> _Problem details_
Your answer should reproduce the full set of records exactly as given.

[Records for the task — start]

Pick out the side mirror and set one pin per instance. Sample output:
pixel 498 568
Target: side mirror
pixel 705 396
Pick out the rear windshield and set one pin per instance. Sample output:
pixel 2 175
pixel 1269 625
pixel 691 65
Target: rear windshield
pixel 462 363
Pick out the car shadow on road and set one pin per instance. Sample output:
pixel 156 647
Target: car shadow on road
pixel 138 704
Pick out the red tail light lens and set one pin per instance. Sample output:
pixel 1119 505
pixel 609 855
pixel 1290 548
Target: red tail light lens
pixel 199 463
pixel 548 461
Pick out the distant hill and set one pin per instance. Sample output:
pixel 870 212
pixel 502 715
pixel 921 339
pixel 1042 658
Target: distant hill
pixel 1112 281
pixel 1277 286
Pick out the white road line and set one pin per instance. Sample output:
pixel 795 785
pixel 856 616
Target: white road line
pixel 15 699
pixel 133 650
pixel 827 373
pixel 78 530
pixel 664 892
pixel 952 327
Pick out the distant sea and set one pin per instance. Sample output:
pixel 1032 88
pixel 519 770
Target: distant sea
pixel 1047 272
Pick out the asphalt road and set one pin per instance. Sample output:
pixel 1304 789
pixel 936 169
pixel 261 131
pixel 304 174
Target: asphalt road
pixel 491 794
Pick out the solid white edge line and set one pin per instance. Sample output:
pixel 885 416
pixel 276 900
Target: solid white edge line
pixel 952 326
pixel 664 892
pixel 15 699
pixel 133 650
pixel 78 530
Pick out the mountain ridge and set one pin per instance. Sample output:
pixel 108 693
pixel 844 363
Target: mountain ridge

[Records for the task — finish]

> _Your response_
Pick out the side mirror and set one pin per instance. Sample output:
pixel 498 568
Target: side mirror
pixel 705 396
Pick out the rear windshield and set one pin per instance. Sample output:
pixel 2 175
pixel 1269 625
pixel 691 65
Target: rear windshield
pixel 462 363
Pick out the car shadow on road and set one pin per instance. Sample output:
pixel 156 647
Target: car shadow on road
pixel 138 704
Pick out the red tail light lens and set one pin per instance. Sample output:
pixel 1119 505
pixel 609 855
pixel 1290 548
Target: red tail light lens
pixel 199 463
pixel 548 461
Pick out the distant hill and set one pin per instance. Sample output:
pixel 870 212
pixel 502 715
pixel 921 339
pixel 1042 658
Target: distant hill
pixel 1112 281
pixel 1277 286
Pick out the white road line and set one pin per instance. Sample output:
pixel 795 785
pixel 856 616
Target: white road line
pixel 15 699
pixel 133 650
pixel 827 373
pixel 78 530
pixel 664 892
pixel 952 327
Pick out the distant sea and set one pin per instance. Sample output:
pixel 1032 88
pixel 519 770
Target: distant sea
pixel 1047 272
Pick out the asphalt road and set one pin per instance. Sample output:
pixel 1304 789
pixel 936 169
pixel 261 131
pixel 304 174
Target: asphalt road
pixel 491 794
Pick out the solid white edge line and set one pin per instance. Sample output:
pixel 885 416
pixel 276 900
Target: solid white edge line
pixel 952 326
pixel 664 892
pixel 15 699
pixel 133 650
pixel 78 530
Pick out the mountain ridge and set one pin per instance. Sample output:
pixel 108 693
pixel 844 363
Target: mountain ridge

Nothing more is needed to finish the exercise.